What you have to do: State how many lines of the records below contain the string "rough", and give only that number.
++++ Data records
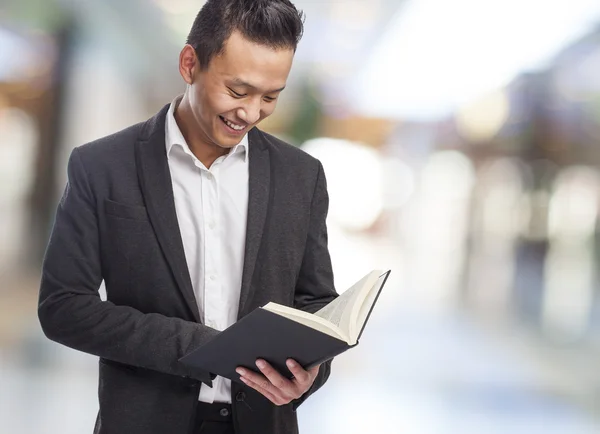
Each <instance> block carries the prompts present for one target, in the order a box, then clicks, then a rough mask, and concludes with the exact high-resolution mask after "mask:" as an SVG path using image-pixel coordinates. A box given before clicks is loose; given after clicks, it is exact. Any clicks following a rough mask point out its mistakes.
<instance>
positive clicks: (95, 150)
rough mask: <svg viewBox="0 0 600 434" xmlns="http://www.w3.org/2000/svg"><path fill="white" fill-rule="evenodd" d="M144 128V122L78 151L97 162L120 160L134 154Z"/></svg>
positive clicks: (123, 130)
mask: <svg viewBox="0 0 600 434" xmlns="http://www.w3.org/2000/svg"><path fill="white" fill-rule="evenodd" d="M143 126H144V122H140V123H137V124H135V125H131V126H129V127H127V128H125V129H123V130H121V131H117V132H116V133H113V134H110V135H108V136H105V137H101V138H99V139H96V140H93V141H91V142H88V143H86V144H84V145H81V146H78V147H77V150H78V152H79V154H80V155H82V156H83V158H85V159H86V160H87V159H91V160H92V161H96V162H97V161H102V160H104V159H107V158H108V159H114V158H119V157H121V156H123V155H124V154H128V153H131V152H133V148H134V145H135V142H136V141H137V139H138V137H139V136H140V133H141V131H142V128H143Z"/></svg>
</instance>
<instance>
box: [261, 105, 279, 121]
mask: <svg viewBox="0 0 600 434" xmlns="http://www.w3.org/2000/svg"><path fill="white" fill-rule="evenodd" d="M276 105H277V103H276V102H272V103H270V104H265V105H264V106H263V107H262V110H261V111H262V116H261V118H262V119H264V118H266V117H268V116H271V114H272V113H273V112H274V111H275V106H276Z"/></svg>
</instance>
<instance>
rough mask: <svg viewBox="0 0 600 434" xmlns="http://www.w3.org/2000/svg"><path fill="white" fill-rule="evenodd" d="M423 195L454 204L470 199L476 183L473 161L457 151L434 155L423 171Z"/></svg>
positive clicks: (433, 154)
mask: <svg viewBox="0 0 600 434" xmlns="http://www.w3.org/2000/svg"><path fill="white" fill-rule="evenodd" d="M422 176H423V179H422V188H423V194H424V195H425V196H427V197H432V198H435V200H434V201H433V202H434V206H435V203H436V202H437V201H438V200H439V201H443V202H452V201H455V200H462V199H465V198H468V197H469V196H470V194H471V190H472V188H473V184H474V183H475V170H474V168H473V164H472V163H471V161H470V160H469V159H468V158H467V157H466V156H465V155H464V154H462V153H460V152H457V151H441V152H436V153H435V154H433V155H432V156H431V157H430V159H429V161H428V162H427V165H426V166H425V169H424V170H423V175H422Z"/></svg>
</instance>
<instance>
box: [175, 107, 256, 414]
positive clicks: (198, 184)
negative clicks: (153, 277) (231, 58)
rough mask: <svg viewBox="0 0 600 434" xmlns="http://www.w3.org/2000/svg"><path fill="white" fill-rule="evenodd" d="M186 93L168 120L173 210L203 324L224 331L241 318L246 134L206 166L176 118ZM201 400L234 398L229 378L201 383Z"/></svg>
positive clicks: (245, 200)
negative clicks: (240, 306) (198, 157)
mask: <svg viewBox="0 0 600 434" xmlns="http://www.w3.org/2000/svg"><path fill="white" fill-rule="evenodd" d="M181 98H182V96H179V97H177V98H175V100H174V101H173V102H172V103H171V107H170V109H169V112H168V113H167V119H166V123H165V135H166V146H167V158H168V162H169V170H170V172H171V179H172V183H173V195H174V197H175V210H176V212H177V221H178V222H179V229H180V230H181V238H182V240H183V248H184V251H185V258H186V262H187V266H188V270H189V272H190V278H191V279H192V286H193V288H194V294H195V296H196V302H197V303H198V309H199V311H200V318H202V321H203V322H204V324H205V325H207V326H208V327H212V328H214V329H217V330H224V329H226V328H227V327H229V326H230V325H232V324H233V323H235V322H236V320H237V314H238V305H239V300H240V288H241V284H242V269H243V264H244V248H245V244H246V217H247V214H248V137H247V135H246V136H244V138H243V139H242V141H241V142H240V143H239V144H238V145H236V146H235V147H233V148H232V149H231V150H230V152H229V153H228V154H226V155H224V156H222V157H219V158H217V159H216V160H215V162H214V163H213V164H212V166H210V169H207V168H206V167H205V166H204V164H203V163H202V162H201V161H200V160H198V158H196V156H195V155H194V154H193V153H192V151H191V150H190V148H189V146H188V144H187V143H186V141H185V139H184V137H183V134H182V133H181V130H180V129H179V126H178V125H177V122H176V120H175V116H174V114H175V110H176V107H177V106H178V105H179V102H180V101H181ZM199 400H200V401H203V402H208V403H212V402H228V403H230V402H231V381H230V380H228V379H225V378H223V377H216V378H215V379H214V380H213V387H212V388H210V387H208V386H207V385H206V384H202V388H201V389H200V396H199Z"/></svg>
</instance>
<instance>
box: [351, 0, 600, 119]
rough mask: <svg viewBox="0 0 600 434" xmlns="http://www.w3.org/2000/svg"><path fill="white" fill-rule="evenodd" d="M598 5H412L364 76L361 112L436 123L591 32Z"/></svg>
mask: <svg viewBox="0 0 600 434" xmlns="http://www.w3.org/2000/svg"><path fill="white" fill-rule="evenodd" d="M599 16H600V2H598V1H597V0H553V1H551V2H548V1H546V0H527V1H523V0H501V1H481V0H454V1H452V2H448V1H443V0H413V1H412V2H408V4H407V6H406V7H405V8H402V9H401V10H400V11H399V13H398V15H397V16H396V17H395V18H394V19H392V20H391V23H390V25H389V28H388V30H387V31H386V32H384V34H383V35H382V37H381V40H380V43H379V44H378V45H376V47H375V48H374V50H373V51H372V55H371V57H370V58H369V59H368V60H367V62H366V66H365V68H364V70H363V71H361V73H360V74H359V75H358V76H357V81H356V84H357V89H358V92H356V97H355V100H354V108H355V110H357V111H358V112H359V113H361V114H365V115H370V116H378V117H386V118H387V117H389V118H403V117H404V118H409V119H417V120H432V119H436V118H438V117H440V116H444V115H446V114H448V113H449V112H451V111H453V110H454V109H455V108H456V107H457V106H458V105H460V104H464V103H466V102H469V101H471V100H473V99H475V98H477V97H478V96H480V95H482V94H485V93H486V92H489V91H490V90H493V89H497V88H500V87H502V86H504V85H506V84H507V83H508V82H509V81H510V80H511V79H512V78H514V77H515V76H516V75H518V74H519V73H521V72H523V71H527V70H531V69H536V68H540V67H543V66H545V65H546V64H547V62H548V61H549V60H550V59H551V57H552V56H553V55H554V54H556V52H557V51H559V50H560V49H562V48H564V47H565V46H567V45H568V44H569V43H570V42H573V41H574V40H575V39H576V38H578V37H580V36H582V35H583V34H585V33H586V32H588V31H589V30H590V29H591V28H592V26H593V25H594V24H595V23H596V21H597V20H598V18H599Z"/></svg>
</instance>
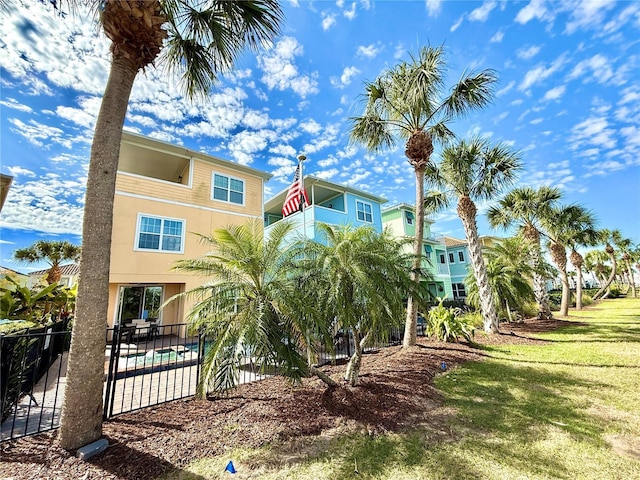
++++++++
Solved exercise: 5